PROBLEM TO SOLVE
Each line from the one that holds "Reviewer note: every instance of the nose" to the end of the records is to be retyped exactly. Pictures are not part of the copy.

--- begin ---

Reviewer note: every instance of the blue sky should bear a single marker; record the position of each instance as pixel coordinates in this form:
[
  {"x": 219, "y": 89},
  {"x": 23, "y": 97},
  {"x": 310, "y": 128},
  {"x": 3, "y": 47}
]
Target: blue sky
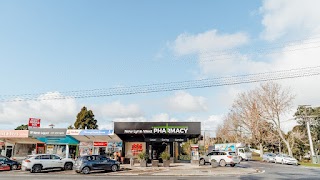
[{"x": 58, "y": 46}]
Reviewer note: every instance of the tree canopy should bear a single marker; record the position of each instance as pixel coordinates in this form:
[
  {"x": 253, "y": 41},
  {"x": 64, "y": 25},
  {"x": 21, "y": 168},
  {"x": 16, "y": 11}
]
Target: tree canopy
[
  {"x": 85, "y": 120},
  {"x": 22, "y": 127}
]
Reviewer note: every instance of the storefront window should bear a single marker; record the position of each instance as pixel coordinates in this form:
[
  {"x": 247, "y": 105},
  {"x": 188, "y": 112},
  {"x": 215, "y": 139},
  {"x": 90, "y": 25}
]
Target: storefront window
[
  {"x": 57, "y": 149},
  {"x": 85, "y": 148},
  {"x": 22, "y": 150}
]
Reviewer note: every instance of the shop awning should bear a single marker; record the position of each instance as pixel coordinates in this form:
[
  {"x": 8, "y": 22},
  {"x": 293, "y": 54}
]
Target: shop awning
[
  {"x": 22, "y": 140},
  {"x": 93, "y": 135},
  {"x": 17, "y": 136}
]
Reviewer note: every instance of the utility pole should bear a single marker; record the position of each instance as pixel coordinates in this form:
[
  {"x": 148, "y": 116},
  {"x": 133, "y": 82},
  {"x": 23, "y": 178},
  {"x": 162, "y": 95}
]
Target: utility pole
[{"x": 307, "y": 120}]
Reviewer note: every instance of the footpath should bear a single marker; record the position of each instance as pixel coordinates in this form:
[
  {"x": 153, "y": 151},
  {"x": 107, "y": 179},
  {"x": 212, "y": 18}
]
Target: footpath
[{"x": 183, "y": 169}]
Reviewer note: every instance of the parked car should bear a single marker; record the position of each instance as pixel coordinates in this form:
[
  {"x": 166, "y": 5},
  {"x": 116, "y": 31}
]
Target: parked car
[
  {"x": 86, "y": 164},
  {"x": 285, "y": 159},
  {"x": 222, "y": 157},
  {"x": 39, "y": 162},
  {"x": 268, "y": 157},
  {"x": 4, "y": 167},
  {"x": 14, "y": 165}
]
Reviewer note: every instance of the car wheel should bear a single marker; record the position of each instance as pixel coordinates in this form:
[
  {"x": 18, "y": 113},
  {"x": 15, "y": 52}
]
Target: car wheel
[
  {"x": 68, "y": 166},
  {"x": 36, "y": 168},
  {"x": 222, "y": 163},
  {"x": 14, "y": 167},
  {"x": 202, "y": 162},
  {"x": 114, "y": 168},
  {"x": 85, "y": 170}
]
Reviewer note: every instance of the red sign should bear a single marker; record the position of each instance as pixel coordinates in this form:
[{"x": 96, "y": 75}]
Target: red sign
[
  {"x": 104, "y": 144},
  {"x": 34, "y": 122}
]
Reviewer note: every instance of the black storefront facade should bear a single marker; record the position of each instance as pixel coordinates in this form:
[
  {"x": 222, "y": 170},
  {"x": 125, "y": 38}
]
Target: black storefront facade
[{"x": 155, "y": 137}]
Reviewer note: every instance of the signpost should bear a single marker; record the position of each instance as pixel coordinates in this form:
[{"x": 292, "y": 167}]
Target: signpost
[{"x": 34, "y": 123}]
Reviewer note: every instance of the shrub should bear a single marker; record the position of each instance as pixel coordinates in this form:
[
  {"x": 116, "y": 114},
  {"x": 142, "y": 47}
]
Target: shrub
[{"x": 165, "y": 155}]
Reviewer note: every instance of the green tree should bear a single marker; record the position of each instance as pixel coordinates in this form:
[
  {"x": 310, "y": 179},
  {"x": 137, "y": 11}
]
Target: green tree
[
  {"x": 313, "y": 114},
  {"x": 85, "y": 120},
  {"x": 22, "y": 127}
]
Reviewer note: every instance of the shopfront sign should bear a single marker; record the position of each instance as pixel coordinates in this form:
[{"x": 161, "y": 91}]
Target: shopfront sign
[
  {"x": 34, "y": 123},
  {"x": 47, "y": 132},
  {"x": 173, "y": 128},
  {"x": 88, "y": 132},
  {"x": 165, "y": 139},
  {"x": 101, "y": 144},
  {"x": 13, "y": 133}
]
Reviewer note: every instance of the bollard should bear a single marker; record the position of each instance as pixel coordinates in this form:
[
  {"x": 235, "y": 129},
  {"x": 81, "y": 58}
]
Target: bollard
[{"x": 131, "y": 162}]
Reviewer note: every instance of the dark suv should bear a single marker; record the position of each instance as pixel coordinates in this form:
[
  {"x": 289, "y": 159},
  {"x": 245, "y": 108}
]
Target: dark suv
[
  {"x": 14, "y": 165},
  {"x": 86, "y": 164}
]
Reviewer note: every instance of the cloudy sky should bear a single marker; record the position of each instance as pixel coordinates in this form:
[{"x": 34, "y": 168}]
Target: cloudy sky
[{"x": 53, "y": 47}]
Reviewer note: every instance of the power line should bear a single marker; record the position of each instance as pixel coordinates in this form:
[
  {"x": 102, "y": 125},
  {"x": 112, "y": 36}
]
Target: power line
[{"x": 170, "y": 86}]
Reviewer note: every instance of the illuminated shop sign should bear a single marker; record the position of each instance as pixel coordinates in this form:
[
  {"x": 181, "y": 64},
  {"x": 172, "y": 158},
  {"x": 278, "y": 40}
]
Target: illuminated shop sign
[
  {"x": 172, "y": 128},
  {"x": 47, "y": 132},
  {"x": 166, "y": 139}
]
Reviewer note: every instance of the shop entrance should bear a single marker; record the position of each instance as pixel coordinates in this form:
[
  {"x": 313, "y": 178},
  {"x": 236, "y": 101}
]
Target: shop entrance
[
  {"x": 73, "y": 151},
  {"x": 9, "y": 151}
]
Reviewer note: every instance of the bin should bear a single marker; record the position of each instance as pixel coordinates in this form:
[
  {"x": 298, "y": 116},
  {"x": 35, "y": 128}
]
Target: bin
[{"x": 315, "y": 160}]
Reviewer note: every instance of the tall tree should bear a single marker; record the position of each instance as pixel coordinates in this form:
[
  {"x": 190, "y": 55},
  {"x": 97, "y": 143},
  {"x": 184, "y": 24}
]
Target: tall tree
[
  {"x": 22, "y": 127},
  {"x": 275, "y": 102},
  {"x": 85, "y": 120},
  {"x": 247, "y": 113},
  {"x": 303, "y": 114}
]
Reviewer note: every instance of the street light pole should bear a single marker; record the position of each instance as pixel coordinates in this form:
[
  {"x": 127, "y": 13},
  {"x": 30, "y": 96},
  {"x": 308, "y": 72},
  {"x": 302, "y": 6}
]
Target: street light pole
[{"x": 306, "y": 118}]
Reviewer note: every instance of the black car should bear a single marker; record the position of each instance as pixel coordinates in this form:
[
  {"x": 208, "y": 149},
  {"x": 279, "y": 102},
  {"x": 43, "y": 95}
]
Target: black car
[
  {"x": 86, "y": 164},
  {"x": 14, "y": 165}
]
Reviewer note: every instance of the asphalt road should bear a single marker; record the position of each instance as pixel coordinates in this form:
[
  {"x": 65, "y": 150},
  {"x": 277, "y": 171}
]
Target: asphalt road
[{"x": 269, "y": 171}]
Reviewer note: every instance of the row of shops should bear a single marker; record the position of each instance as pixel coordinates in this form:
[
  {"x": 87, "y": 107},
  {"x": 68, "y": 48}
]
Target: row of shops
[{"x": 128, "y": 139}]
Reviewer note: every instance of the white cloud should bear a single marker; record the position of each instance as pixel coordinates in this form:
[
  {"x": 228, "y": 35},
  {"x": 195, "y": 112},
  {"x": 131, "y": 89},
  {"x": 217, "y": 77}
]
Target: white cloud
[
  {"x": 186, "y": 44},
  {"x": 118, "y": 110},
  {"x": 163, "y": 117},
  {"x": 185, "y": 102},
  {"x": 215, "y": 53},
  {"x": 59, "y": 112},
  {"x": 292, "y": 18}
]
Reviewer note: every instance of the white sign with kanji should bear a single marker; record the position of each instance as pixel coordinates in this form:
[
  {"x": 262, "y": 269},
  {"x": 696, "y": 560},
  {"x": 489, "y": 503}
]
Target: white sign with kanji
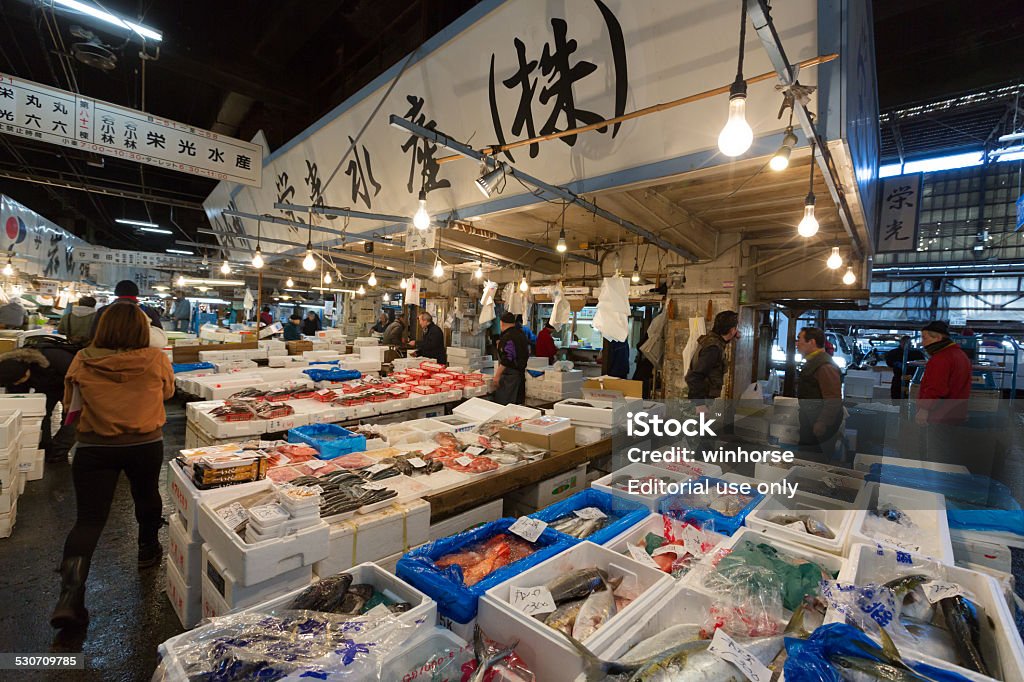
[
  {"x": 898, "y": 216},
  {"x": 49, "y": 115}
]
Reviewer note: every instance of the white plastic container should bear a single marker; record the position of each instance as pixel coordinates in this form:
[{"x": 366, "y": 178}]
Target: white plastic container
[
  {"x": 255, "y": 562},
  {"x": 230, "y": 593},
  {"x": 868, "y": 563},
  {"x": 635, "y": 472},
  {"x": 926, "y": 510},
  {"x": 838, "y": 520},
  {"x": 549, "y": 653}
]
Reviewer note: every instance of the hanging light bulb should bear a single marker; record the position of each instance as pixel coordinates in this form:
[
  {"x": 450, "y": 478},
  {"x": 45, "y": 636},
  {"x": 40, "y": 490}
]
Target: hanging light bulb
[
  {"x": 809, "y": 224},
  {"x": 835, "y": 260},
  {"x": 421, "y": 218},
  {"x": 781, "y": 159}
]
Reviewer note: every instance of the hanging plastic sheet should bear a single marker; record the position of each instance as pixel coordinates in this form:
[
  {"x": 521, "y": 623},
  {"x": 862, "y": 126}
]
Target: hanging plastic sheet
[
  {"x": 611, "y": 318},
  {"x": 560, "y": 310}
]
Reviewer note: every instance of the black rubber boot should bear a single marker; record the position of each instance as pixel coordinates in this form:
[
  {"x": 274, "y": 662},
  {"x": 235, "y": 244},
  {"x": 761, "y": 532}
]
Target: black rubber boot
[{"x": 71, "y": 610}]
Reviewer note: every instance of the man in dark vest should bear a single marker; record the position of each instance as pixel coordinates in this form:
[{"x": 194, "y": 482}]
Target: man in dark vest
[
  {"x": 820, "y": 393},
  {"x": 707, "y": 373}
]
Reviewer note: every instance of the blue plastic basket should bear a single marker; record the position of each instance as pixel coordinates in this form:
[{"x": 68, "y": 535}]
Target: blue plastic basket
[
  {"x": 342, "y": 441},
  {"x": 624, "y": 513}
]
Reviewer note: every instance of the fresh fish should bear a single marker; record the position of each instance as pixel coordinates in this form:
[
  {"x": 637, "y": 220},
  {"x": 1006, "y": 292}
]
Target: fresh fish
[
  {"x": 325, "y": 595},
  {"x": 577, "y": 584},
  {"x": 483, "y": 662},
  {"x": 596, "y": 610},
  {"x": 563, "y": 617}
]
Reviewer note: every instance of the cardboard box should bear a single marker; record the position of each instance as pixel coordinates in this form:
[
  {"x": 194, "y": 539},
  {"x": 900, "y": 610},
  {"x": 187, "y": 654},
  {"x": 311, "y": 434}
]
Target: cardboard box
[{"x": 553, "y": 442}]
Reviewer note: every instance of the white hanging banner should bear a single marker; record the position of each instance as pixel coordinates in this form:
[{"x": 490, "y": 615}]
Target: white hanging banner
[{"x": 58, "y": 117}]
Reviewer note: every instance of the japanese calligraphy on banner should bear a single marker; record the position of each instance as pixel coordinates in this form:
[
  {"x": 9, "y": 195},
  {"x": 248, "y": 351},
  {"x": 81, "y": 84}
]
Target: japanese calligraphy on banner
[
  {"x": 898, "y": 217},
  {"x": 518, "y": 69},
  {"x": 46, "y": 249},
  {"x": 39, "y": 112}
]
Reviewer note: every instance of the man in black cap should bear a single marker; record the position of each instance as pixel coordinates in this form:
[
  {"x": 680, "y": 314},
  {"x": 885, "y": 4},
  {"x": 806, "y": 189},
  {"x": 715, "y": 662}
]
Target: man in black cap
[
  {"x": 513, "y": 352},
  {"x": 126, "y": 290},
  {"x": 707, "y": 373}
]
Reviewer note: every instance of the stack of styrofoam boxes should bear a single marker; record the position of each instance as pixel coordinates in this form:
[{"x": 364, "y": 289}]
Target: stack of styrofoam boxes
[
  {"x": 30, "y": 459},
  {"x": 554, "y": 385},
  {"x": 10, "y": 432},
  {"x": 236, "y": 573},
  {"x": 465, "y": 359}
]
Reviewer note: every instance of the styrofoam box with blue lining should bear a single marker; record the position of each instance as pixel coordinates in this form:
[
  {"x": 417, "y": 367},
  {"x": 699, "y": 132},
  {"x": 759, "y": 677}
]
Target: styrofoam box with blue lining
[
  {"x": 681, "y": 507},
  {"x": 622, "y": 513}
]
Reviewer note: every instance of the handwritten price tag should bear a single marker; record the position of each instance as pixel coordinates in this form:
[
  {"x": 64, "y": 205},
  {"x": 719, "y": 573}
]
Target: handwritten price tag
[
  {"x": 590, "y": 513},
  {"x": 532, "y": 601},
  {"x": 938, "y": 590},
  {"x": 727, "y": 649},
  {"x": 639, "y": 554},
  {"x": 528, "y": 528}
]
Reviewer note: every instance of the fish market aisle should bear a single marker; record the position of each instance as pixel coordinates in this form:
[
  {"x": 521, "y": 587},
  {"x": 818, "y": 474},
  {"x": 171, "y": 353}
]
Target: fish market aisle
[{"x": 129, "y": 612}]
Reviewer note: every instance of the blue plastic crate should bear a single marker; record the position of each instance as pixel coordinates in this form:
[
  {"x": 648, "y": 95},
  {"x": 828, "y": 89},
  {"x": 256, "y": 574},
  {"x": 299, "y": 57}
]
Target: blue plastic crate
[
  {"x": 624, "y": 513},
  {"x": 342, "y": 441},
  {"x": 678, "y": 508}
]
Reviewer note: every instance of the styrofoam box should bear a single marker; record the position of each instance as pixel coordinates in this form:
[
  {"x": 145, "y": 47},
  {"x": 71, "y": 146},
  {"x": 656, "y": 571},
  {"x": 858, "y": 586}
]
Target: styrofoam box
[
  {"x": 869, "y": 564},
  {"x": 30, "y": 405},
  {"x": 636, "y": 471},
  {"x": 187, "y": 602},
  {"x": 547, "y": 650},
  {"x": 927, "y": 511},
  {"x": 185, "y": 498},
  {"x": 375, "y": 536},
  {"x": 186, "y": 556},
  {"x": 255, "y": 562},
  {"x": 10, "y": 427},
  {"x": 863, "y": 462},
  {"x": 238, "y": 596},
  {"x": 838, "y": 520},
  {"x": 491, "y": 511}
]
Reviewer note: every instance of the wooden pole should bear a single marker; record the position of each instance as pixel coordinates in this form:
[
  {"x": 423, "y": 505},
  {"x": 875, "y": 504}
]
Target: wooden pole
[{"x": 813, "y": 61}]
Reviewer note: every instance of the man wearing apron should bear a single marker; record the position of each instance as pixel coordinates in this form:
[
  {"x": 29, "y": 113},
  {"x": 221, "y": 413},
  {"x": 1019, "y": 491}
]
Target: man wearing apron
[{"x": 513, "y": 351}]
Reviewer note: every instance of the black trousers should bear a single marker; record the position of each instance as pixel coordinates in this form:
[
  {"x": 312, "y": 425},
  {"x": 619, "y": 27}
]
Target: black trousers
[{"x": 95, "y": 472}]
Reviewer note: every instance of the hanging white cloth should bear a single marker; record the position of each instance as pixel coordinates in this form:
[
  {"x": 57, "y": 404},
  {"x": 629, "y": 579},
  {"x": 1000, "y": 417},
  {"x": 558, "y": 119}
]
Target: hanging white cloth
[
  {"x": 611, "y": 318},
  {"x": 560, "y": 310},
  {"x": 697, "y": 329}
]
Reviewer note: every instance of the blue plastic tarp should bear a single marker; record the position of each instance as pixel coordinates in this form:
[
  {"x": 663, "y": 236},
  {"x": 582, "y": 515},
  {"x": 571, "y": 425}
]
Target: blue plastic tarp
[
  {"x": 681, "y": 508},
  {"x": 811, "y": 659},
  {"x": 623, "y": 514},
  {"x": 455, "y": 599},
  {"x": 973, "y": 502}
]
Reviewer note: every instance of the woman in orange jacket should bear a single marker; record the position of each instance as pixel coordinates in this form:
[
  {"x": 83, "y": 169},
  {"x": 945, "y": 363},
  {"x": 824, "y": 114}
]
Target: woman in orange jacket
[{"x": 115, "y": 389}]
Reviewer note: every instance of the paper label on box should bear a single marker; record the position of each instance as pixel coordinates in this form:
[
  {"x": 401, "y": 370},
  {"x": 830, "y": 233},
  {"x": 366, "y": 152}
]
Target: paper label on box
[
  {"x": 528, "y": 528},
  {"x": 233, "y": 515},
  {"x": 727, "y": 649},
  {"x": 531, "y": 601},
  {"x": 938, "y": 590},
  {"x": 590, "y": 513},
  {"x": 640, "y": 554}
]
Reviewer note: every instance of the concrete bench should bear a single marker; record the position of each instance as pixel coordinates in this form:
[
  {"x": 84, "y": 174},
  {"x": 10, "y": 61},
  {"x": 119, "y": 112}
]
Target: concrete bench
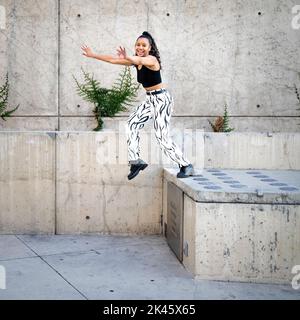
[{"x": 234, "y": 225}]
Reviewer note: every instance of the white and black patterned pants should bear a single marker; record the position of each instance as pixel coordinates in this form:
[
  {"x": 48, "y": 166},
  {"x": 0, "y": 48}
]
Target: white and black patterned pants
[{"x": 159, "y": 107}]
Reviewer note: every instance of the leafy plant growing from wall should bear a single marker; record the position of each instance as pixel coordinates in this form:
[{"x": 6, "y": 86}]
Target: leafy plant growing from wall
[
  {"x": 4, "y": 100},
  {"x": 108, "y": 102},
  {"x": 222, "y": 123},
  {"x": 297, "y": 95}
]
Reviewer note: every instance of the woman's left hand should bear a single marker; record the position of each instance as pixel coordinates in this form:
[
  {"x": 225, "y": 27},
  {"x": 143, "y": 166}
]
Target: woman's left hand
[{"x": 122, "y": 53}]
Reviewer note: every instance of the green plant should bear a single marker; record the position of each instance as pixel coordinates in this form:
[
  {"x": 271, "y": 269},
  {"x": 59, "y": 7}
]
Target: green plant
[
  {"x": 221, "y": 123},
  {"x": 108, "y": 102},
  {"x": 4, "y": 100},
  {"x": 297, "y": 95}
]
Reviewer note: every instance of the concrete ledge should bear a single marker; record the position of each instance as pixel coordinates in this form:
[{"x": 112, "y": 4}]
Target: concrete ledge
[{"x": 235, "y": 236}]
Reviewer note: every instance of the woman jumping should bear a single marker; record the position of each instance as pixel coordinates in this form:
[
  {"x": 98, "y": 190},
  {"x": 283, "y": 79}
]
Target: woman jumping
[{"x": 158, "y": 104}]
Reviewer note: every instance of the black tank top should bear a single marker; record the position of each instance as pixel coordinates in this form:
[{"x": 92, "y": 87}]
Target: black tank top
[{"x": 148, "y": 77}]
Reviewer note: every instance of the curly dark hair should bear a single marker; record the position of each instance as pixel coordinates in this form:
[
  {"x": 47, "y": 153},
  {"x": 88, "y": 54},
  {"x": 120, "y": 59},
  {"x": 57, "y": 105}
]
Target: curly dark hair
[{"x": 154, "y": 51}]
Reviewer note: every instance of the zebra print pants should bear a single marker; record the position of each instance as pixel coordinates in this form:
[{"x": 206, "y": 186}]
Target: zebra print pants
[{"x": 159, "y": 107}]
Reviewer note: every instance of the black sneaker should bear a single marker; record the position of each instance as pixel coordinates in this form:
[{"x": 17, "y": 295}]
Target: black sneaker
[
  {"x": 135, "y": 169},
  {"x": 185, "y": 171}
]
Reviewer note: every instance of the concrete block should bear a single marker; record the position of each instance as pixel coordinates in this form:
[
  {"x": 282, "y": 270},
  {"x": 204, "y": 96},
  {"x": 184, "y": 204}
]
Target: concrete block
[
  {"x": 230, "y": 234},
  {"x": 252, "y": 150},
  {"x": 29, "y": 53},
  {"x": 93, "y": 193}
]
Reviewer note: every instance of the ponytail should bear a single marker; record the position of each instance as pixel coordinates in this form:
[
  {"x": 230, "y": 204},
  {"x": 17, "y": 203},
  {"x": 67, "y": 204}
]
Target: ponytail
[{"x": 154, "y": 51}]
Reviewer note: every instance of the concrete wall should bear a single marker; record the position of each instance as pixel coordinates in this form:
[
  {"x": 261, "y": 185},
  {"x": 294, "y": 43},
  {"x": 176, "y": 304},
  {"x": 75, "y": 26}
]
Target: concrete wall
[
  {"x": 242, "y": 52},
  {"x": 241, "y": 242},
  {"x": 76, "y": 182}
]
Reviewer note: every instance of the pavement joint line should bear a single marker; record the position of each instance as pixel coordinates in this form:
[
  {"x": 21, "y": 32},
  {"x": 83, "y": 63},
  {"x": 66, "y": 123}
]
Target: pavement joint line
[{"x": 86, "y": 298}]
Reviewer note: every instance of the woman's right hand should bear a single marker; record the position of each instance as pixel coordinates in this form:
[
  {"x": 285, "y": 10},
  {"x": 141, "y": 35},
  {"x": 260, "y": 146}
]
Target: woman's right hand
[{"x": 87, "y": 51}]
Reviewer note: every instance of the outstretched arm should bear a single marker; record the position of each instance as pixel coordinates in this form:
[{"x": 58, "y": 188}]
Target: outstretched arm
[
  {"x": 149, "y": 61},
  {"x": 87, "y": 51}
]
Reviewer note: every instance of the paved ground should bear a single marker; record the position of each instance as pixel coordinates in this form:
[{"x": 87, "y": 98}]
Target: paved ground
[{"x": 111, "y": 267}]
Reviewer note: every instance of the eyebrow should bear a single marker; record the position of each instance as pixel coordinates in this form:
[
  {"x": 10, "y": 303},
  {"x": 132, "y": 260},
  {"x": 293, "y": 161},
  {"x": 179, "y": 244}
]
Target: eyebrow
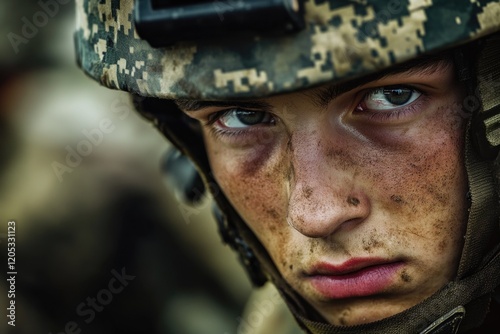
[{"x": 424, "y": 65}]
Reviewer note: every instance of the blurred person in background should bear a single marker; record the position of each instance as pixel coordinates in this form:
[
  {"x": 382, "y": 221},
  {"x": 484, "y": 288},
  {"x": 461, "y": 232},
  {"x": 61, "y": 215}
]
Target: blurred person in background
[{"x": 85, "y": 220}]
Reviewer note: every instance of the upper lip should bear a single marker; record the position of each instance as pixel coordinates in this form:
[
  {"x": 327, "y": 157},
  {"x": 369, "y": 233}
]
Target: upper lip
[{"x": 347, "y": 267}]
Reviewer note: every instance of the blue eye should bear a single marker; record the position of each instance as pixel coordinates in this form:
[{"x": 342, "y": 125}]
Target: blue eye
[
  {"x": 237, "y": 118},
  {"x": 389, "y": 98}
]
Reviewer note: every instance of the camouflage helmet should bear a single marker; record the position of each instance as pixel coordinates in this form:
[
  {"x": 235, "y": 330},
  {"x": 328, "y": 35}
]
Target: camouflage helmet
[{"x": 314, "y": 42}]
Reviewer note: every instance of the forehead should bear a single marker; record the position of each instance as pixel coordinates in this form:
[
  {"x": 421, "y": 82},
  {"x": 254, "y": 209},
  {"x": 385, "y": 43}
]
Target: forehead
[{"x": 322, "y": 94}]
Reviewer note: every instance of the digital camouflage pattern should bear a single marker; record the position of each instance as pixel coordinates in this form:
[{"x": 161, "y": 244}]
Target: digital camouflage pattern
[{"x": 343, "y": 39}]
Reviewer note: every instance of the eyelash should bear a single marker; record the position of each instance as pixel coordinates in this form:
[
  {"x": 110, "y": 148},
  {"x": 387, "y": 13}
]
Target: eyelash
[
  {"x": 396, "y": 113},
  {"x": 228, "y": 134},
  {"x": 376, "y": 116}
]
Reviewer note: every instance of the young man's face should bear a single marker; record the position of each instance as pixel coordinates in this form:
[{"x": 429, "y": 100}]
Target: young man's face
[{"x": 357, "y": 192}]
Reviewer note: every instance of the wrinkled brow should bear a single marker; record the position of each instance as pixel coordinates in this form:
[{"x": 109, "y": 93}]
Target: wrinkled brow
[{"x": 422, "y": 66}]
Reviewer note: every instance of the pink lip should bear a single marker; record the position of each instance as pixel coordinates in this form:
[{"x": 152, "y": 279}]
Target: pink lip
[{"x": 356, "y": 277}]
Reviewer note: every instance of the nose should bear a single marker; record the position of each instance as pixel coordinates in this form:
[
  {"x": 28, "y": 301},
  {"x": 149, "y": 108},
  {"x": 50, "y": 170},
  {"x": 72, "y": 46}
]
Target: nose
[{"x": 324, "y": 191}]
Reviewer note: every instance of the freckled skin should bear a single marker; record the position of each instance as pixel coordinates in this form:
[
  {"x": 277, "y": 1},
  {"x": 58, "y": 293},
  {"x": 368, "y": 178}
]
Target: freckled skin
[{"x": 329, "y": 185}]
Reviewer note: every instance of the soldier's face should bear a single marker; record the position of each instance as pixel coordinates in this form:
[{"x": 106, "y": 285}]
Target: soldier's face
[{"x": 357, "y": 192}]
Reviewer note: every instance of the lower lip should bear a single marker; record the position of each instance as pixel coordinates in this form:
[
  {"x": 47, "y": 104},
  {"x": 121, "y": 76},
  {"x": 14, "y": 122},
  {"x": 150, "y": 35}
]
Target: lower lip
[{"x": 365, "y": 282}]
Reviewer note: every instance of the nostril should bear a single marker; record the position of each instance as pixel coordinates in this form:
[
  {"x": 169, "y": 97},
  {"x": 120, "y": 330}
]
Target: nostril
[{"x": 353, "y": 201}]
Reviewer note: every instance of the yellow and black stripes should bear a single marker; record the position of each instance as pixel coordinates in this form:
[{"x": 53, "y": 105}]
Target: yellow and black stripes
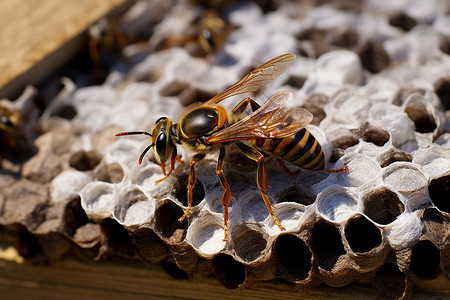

--- end ---

RESULT OF THIS EXERCISE
Reviewer note: every instance of the nose should bear a single marker; record the position of each instance as pixel coordinates in this form:
[
  {"x": 28, "y": 301},
  {"x": 149, "y": 108},
  {"x": 50, "y": 170},
  {"x": 72, "y": 46}
]
Target: nose
[{"x": 324, "y": 191}]
Reviewer note: every instance of the freckled skin should bear a single marker; record the position of each instance as pixel coordinates in this form:
[
  {"x": 277, "y": 1},
  {"x": 58, "y": 293},
  {"x": 368, "y": 178}
]
Target: freckled skin
[{"x": 329, "y": 185}]
Reviewer note: every instance of the soldier's face should bear a single marker; record the position of each instance as pixel coordinates in this form:
[{"x": 106, "y": 285}]
Target: soldier's face
[{"x": 357, "y": 192}]
Reviewer note: every instance of the lower lip should bear a single marker; record the position of each instance as pixel coordinates in this form:
[
  {"x": 47, "y": 104},
  {"x": 121, "y": 76},
  {"x": 14, "y": 122},
  {"x": 150, "y": 35}
]
Target: lower lip
[{"x": 365, "y": 282}]
Reviewer note: every instance of the nostril should bear a single marker; record the position of each instance as pixel coordinates in this form:
[
  {"x": 169, "y": 97},
  {"x": 120, "y": 330}
]
Target: nostril
[{"x": 353, "y": 201}]
Reviewer note: every instance of the yellow and black stripes should bear a single marker; record the position of each instance as pixel coordinates in this form:
[{"x": 53, "y": 105}]
Target: yellow and black stripes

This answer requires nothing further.